> **Excerto do documento**
Os curadores tinham pela frente um “oceano” de filmes a partir do qual encontrar um conjunto coerente que refletisse simultaneamente as tendências principais subjacentes aos cinemas da vasta entidade geográfico-cultural, os eixos temáticos da programação-geral da Lisboa 2017 e, necessariamente, os respetivos gostos pessoais.

O “desbaste” inicial foi feito com o estabelecimento de alguns critérios práticos: os filmes teriam de ser recentes (posteriores a 2015), longas-metragens e inéditos em Lisboa. Recentes porque a mostra iria dar continuidade ao trabalho que vinha sendo feito pela Casa da América Latina através das sete edições da sua Mostra de Cinema da América Latina, onde têm passado essencialmente produções dos últimos anos; apenas longas-metragens porque os dois curadores não se conseguiriam desmultiplicar para fazer uma seleção de longas, médias e curtas-metragens por entre as centenas, senão milhares produzidas anualmente na região; inéditos na cidade para dar oportunidade ao público de conhecer novos filmes, complementando assim a oferta (exígua, há que reconhecer) proporcionada pela distribuição comercial bem como as escolhas (judiciosas, em particular – e talvez não por acaso – este ano) feitas pelos festivais de cinema lisboetas.

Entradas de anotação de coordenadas

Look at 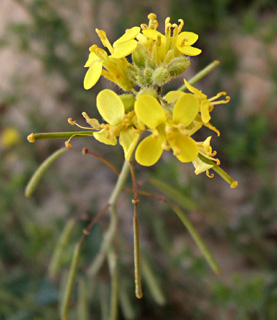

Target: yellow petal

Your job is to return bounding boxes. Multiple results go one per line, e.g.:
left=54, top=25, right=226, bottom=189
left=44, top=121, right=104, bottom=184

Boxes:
left=135, top=95, right=166, bottom=129
left=192, top=157, right=213, bottom=175
left=168, top=133, right=198, bottom=162
left=119, top=128, right=139, bottom=161
left=135, top=135, right=164, bottom=167
left=96, top=89, right=124, bottom=124
left=200, top=100, right=211, bottom=123
left=93, top=130, right=117, bottom=146
left=111, top=40, right=138, bottom=59
left=142, top=29, right=158, bottom=40
left=136, top=33, right=147, bottom=45
left=184, top=79, right=203, bottom=98
left=176, top=31, right=198, bottom=46
left=173, top=93, right=199, bottom=126
left=177, top=46, right=202, bottom=56
left=85, top=52, right=100, bottom=67
left=84, top=60, right=103, bottom=90
left=113, top=27, right=140, bottom=46
left=164, top=91, right=185, bottom=103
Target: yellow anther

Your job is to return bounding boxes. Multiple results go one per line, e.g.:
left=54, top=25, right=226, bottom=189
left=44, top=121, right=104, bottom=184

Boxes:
left=178, top=19, right=184, bottom=33
left=82, top=148, right=88, bottom=155
left=231, top=181, right=239, bottom=189
left=162, top=142, right=171, bottom=151
left=206, top=170, right=214, bottom=179
left=27, top=133, right=36, bottom=143
left=82, top=112, right=102, bottom=130
left=173, top=148, right=181, bottom=156
left=147, top=13, right=157, bottom=20
left=180, top=38, right=189, bottom=47
left=67, top=118, right=76, bottom=126
left=64, top=138, right=72, bottom=149
left=140, top=23, right=148, bottom=30
left=172, top=23, right=179, bottom=38
left=95, top=28, right=114, bottom=54
left=89, top=44, right=97, bottom=52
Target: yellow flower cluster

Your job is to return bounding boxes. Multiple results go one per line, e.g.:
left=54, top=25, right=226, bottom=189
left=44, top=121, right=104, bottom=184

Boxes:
left=67, top=14, right=230, bottom=180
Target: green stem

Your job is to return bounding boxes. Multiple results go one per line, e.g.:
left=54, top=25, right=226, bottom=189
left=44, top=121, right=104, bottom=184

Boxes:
left=27, top=131, right=94, bottom=143
left=178, top=60, right=220, bottom=91
left=108, top=246, right=118, bottom=320
left=88, top=161, right=129, bottom=278
left=198, top=153, right=238, bottom=189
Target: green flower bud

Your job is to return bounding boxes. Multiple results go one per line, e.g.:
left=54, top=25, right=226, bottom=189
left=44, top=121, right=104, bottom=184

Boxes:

> **O exercício**
Transcreva na íntegra o excerto sobre a escolha de filmes da mostra da Lisboa 2017. Baseie-se somente no excerto.

> **Resposta completa**
Os curadores tinham pela frente um “oceano” de filmes a partir do qual encontrar um conjunto coerente que refletisse simultaneamente as tendências principais subjacentes aos cinemas da vasta entidade geográfico-cultural, os eixos temáticos da programação-geral da Lisboa 2017 e, necessariamente, os respetivos gostos pessoais.

O “desbaste” inicial foi feito com o estabelecimento de alguns critérios práticos: os filmes teriam de ser recentes (posteriores a 2015), longas-metragens e inéditos em Lisboa. Recentes porque a mostra iria dar continuidade ao trabalho que vinha sendo feito pela Casa da América Latina através das sete edições da sua Mostra de Cinema da América Latina, onde têm passado essencialmente produções dos últimos anos; apenas longas-metragens porque os dois curadores não se conseguiriam desmultiplicar para fazer uma seleção de longas, médias e curtas-metragens por entre as centenas, senão milhares produzidas anualmente na região; inéditos na cidade para dar oportunidade ao público de conhecer novos filmes, complementando assim a oferta (exígua, há que reconhecer) proporcionada pela distribuição comercial bem como as escolhas (judiciosas, em particular – e talvez não por acaso – este ano) feitas pelos festivais de cinema lisboetas.